> [THE TASKS]
1) Check whether each statement agrees with the impermanence excerpt. For each, answer yes or no and quote the words of the excerpt that decide it.
(a) The Dhammapada verse discussed in the excerpt states that all dharmas are impermanent.
(b) The Pali word the excerpt gives for "processes" is sankhara.
(c) The philologist friend who read an earlier draft agrees that a physical law should be seen as a dharma but not a samskara.
2) The impermanence excerpt gives examples of what "dharmas" may mean as objects of cognition. List all of them.
3) Resume the impermanence excerpt after its last sentence and carry its argument about scientific laws forward.

This, in the game reserve near Varanasi, was the (first) rolling of the Wheel of Dharma by the Buddha. The earth spirits yelled with all their might: “THE SUPREME WHEEL OF THE BUDDHA’S DHARMA IS NOW TURNING, AND NO ONE CAN STOP IT!” And the cheer went up through the ranks of invisible beings up to the (formless) world of pure spirit, so that the whole world trembled, and an incandescent light spread from horizon to horizon.

Brackets signify words added for clarification. Some repetitions have been removed. This re-rendering is interpretive, and other interpretations are possible; it is well worth looking through several translations.

Are scientific laws permanent?

‘All things are impermanent’: what about scientific laws?



Impermanence is fundamental to Buddhism. It is even “Buddhism in One Word” (Sangharakshita).  The locus classicus for this particular doctrine could be seen as being a verse of the Dhammapada (a collection of sayings ascribed to the Buddha, which are very likely to be very close to his original teachings), which runs:

277  sabbe sankhaaraa anichchaa ti yadaa paññaaya passati
atha nibbindati dukkhe esa maggo visuddhiyaa.

All processes are impermanent. When one sees this with understanding, then one is disillusioned with the things of suffering. This is the Path of Purification. (John Richards translation)

So what is being stated as being impermanent is all processes — the Pali word being sankhara (the transliteration doubles the a’s to show they are the long form), or Sanskrit samskara.  It pointedly does not say, “all dharmas are impermanent”, but two verses later, it does say, “all dharmas are insubstantial (anatta)”.  Dharmas here probably means anything that can be an object of cognition, whether it is what we see as a physical thing, or an idea, or an attribute etc. I think it would be best to see a physical law as a dharma, but not a samskara (though a philologist friend who read an earlier draft disputes this).

> [AVAILABLE DATA]
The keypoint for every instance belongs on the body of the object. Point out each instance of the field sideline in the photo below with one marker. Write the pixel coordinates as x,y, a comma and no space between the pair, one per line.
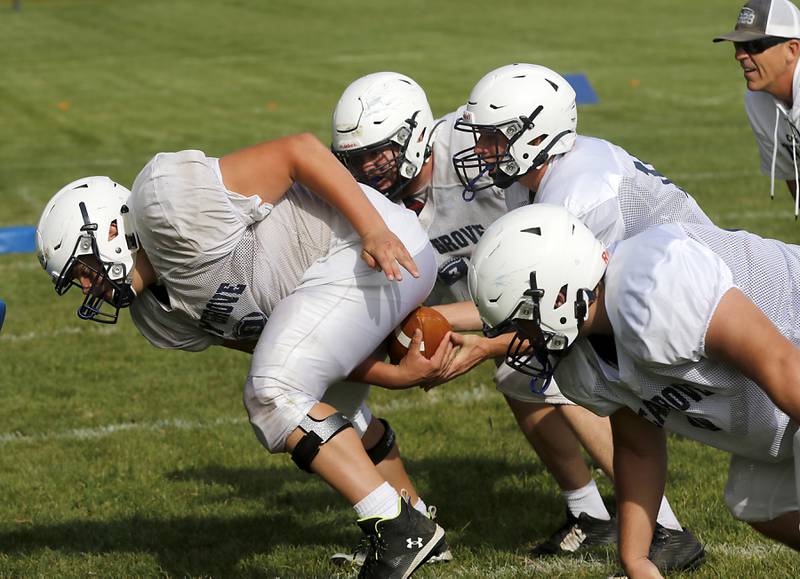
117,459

> [TASK-BY-TASK OUTPUTS]
1)
(a) No: "It pointedly does not say, “all dharmas are impermanent”"
(b) Yes: "the Pali word being sankhara"
(c) No: "though a philologist friend who read an earlier draft disputes this"

2)
a physical thing
an idea
an attribute

3)
Verse 5 of the Dhammapada says:

Occasions of hatred are certainly never settled by hatred. They are settled by freedom from hatred. This is the eternal law

So here a psychological law is being stated as not being impermanent.  (Eternal law translates dhammo sanantano – ‘an eternal or age-old dharma’.)  Why should the same not be the case with the physical laws of the universe? However, it is possible that they are contingent in some way: the cosmologist Lee Smolin speculates that new universes are constantly being spawned within black holes, each new universe having slightly different physical laws from its parent universe. (The Life of the Cosmos.)

But Buddhists might differ from many scientists, in particular those who think that there will eventually be a final theory of everything, in that they would count physical laws as dharmas, and so would assert that they are insubstantial.  In other words, a law has no independent existence of its own.  It is simply an ordered description of the way phenomena behave — how they influence each other, how they arise and pass away etc. and another type of intelligence might use a different set of laws to describe the same phenomena, though it would in principle be possible to cross-reference the two sets, and show how they are consistent with each other.  It is an object of the conscious mind.

I wonder whether the regularity of scientific experimentation allows one to suspect that some physical laws would always be conceptually patterned in the same way, if different observers at perhaps very different times in very different parts of the universe set up their observations in the same way? In that sense, the law could be unchanging.

What is impermanent?  In the Buddhist tradition, very little is left out of the rather loose term ‘samskara’.  It is most importantly used for people’s mental states, habits, characters etc — in other words, it is encouraging you to feel that you are not stuck in any form of life, or any personal tendency.

This doctrine would assert that there can be no entity in the universe that was free from influence and thus change, similarly, no form of existence or realm, no physical object etc.  ( I am taking it as read that such entities are mind objects, though in this context they are mind objects within scientific discourse, which is very careful to specify them in ways that ensures they can be investigated coherently by many people using a variety of well defined observation methods.) But how would this apply to certain subatomic particles which are regarded as being completely stable?  Could one say that a proton(1) is a permanent entity?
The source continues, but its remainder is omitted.